» **Exercice A**:
Recopiez le passage de l'extrait qui s'ouvre sur les mots « Tout au long » et se clôt sur « d’avenir qu’elles soulèvent. ».
» **Exercice B**:
Selon l'extrait, quelles sont les deux jambes sur lesquelles la science a toujours marché ?

» **Extrait du document**:
::::

Tout au long de leur exposé, les chercheurs rappellent leur besoin de temps long. Car, si la science a toujours marché sur deux jambes, à savoir la curiosité et, de plus en plus, « l’utilité », l’impératif qu’impose cette dernière ne doit jamais laisser « dans l’ombre de grandes découvertes, non programmées, imprévues, issues de la seule curiosité des chercheurs motivés par la soif de compréhension du monde. Ces découvertes, dont les applications ne sont pas perceptibles au moment où elles jaillissent, sont telles qu’elles impriment aujourd’hui un véritable tournant à la connaissance du vivant. C’est pour faire découvrir cette face des sciences du vivant qui échappe aux radars médiatiques que nous avons rédigé cet ouvrage, en espérant vous surprendre, vous émerveiller, et vous faire prendre de passion pour les questions palpitantes et porteuses d’avenir qu’elles soulèvent.

::::

» **Données**:
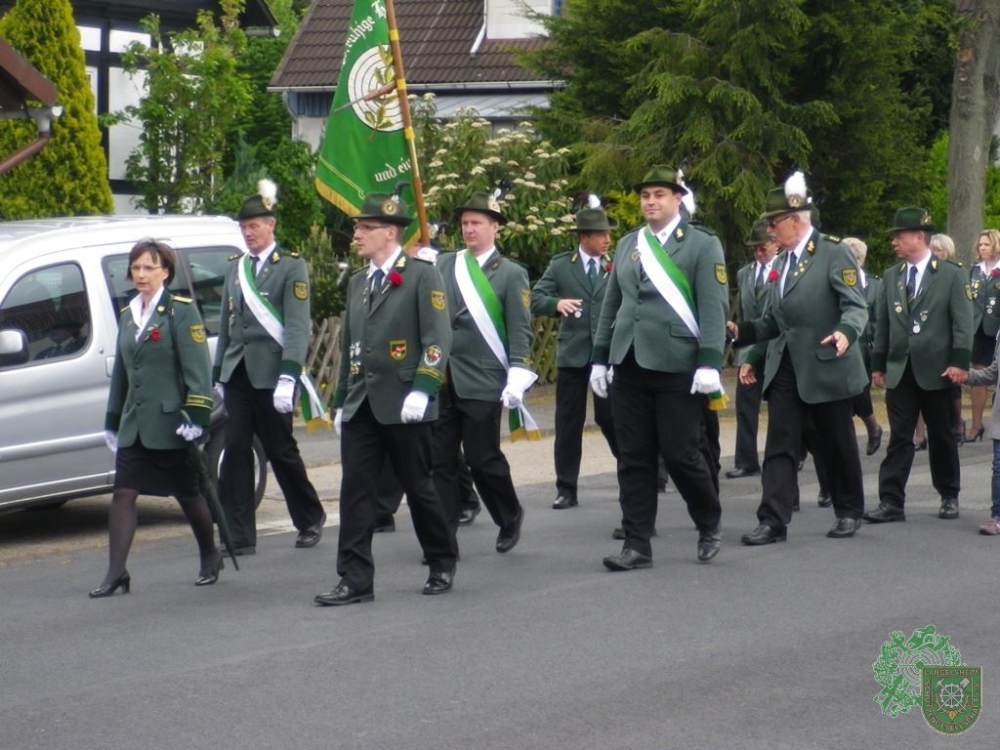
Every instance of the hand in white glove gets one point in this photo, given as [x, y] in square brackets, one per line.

::::

» **Réponse rédigée A**:
Tout au long de leur exposé, les chercheurs rappellent leur besoin de temps long. Car, si la science a toujours marché sur deux jambes, à savoir la curiosité et, de plus en plus, « l’utilité », l’impératif qu’impose cette dernière ne doit jamais laisser « dans l’ombre de grandes découvertes, non programmées, imprévues, issues de la seule curiosité des chercheurs motivés par la soif de compréhension du monde. Ces découvertes, dont les applications ne sont pas perceptibles au moment où elles jaillissent, sont telles qu’elles impriment aujourd’hui un véritable tournant à la connaissance du vivant. C’est pour faire découvrir cette face des sciences du vivant qui échappe aux radars médiatiques que nous avons rédigé cet ouvrage, en espérant vous surprendre, vous émerveiller, et vous faire prendre de passion pour les questions palpitantes et porteuses d’avenir qu’elles soulèvent.

» **Réponse rédigée B**:
La curiosité et, de plus en plus, l'utilité.